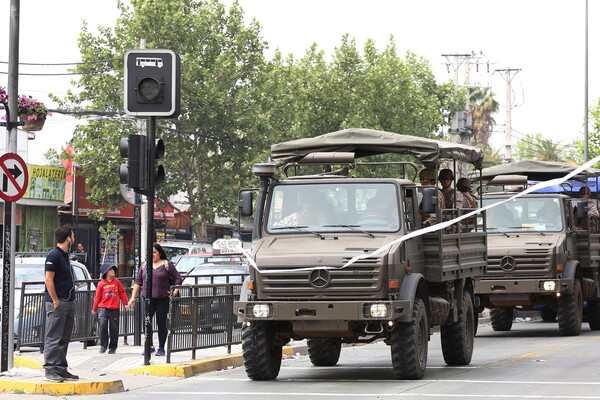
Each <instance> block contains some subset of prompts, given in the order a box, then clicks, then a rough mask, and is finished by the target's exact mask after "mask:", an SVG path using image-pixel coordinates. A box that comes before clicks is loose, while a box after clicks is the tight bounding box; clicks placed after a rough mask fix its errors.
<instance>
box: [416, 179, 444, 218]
mask: <svg viewBox="0 0 600 400" xmlns="http://www.w3.org/2000/svg"><path fill="white" fill-rule="evenodd" d="M435 175H436V173H435V169H430V168H426V169H423V170H421V172H419V179H420V181H421V185H422V186H435ZM437 197H438V208H444V207H445V200H444V195H443V194H442V192H441V190H439V189H438V190H437ZM436 222H437V218H436V215H435V214H425V213H421V224H422V225H423V226H424V227H425V226H430V225H433V224H435V223H436Z"/></svg>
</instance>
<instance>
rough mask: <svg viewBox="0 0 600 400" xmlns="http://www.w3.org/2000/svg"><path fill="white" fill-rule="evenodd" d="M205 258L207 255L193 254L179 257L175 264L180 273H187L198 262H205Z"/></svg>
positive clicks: (193, 268)
mask: <svg viewBox="0 0 600 400" xmlns="http://www.w3.org/2000/svg"><path fill="white" fill-rule="evenodd" d="M207 258H208V256H207V255H193V256H186V257H181V258H180V259H179V260H178V261H177V265H176V268H177V271H179V272H180V273H182V274H183V273H188V272H190V271H191V270H192V269H194V267H196V266H198V265H200V264H204V263H206V259H207Z"/></svg>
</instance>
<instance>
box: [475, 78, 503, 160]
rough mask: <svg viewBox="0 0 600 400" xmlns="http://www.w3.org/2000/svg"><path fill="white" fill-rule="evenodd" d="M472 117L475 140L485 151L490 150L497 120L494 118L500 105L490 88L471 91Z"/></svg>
mask: <svg viewBox="0 0 600 400" xmlns="http://www.w3.org/2000/svg"><path fill="white" fill-rule="evenodd" d="M469 100H470V103H471V115H472V118H473V139H474V143H475V144H481V145H482V146H483V148H484V149H490V136H491V135H492V133H493V132H494V125H495V124H496V120H494V118H493V117H492V115H493V114H494V113H497V112H498V108H499V104H498V102H497V101H496V100H495V99H494V93H492V92H491V90H490V88H475V89H469Z"/></svg>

== Required work ==
Rewrite all the records above with each "rough mask" changed to "coarse mask" and every other character kept the same. Omit the pictures.

== Response box ==
Each <instance> block contains some subset of prompts, given in the order a box, then clicks, then a coarse mask, and is finished by the target's exact mask after "mask:", an SVG path using image-pixel coordinates. A box that comes before clicks is loose, while a box after clicks is the tight bounding box; clicks placed after a coarse mask fix its errors.
<instance>
box: [416, 179, 444, 218]
mask: <svg viewBox="0 0 600 400" xmlns="http://www.w3.org/2000/svg"><path fill="white" fill-rule="evenodd" d="M435 175H436V173H435V169H430V168H426V169H423V170H421V172H419V179H420V181H421V185H422V186H435ZM437 197H438V208H444V207H445V200H444V195H443V194H442V192H441V190H439V189H438V190H437ZM436 222H437V218H436V215H435V214H425V213H421V224H422V225H423V226H424V227H425V226H430V225H433V224H435V223H436Z"/></svg>
</instance>
<instance>
coarse mask: <svg viewBox="0 0 600 400" xmlns="http://www.w3.org/2000/svg"><path fill="white" fill-rule="evenodd" d="M205 258L207 255L193 254L179 257L175 264L180 273H187L198 262H205Z"/></svg>
positive clicks: (193, 268)
mask: <svg viewBox="0 0 600 400" xmlns="http://www.w3.org/2000/svg"><path fill="white" fill-rule="evenodd" d="M207 258H208V256H207V255H193V256H186V257H181V258H180V259H179V260H178V261H177V265H176V268H177V271H179V272H180V273H182V274H183V273H188V272H190V271H191V270H192V269H194V267H196V266H198V265H200V264H204V263H206V259H207Z"/></svg>
</instance>
<instance>
box: [475, 78, 503, 160]
coarse mask: <svg viewBox="0 0 600 400" xmlns="http://www.w3.org/2000/svg"><path fill="white" fill-rule="evenodd" d="M472 117L475 140L485 151L490 150L497 120L494 118L500 105L490 88L471 91Z"/></svg>
mask: <svg viewBox="0 0 600 400" xmlns="http://www.w3.org/2000/svg"><path fill="white" fill-rule="evenodd" d="M469 100H470V103H471V115H472V118H473V139H474V143H475V144H481V145H482V146H483V148H484V149H490V136H491V135H492V133H493V132H494V125H495V124H496V120H494V118H493V117H492V115H493V114H494V113H497V112H498V108H499V104H498V102H497V101H496V100H495V99H494V93H492V92H491V90H490V88H475V89H469Z"/></svg>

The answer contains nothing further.